Using the data below, copy every line that contains the word "black".

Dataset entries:
+-------+
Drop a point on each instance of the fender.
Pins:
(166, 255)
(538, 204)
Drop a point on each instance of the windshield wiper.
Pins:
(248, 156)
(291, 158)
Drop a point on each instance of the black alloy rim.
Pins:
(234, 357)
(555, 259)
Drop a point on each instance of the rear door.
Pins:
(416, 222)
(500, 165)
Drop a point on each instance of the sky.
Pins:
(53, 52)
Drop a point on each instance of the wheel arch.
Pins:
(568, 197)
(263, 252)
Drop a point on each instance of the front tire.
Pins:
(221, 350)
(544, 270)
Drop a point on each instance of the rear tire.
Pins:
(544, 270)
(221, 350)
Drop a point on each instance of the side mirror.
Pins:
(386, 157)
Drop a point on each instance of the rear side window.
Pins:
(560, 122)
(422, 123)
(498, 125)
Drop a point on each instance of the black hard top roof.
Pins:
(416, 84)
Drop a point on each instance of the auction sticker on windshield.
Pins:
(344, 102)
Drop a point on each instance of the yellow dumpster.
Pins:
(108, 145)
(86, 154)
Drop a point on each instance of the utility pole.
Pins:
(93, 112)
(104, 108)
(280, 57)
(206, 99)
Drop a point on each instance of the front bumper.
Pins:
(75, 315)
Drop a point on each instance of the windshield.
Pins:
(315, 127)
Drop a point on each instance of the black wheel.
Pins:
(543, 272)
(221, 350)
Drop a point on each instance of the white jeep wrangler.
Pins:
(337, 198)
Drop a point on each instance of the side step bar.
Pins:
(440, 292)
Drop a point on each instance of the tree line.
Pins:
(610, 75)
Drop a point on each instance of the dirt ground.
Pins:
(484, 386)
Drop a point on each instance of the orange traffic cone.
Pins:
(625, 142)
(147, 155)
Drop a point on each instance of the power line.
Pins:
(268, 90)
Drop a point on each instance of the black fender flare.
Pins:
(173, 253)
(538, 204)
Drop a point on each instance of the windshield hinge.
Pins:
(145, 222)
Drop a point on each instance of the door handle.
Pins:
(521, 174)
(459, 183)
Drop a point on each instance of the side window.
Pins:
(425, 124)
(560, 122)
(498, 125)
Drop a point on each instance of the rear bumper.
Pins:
+-------+
→ **Written answer**
Drop a point on each instance of the black alloy rim.
Drop a point on each instance of the black hard top roof.
Drop a point on each instance of the black wheel.
Drop a point on each instance of the black fender flare.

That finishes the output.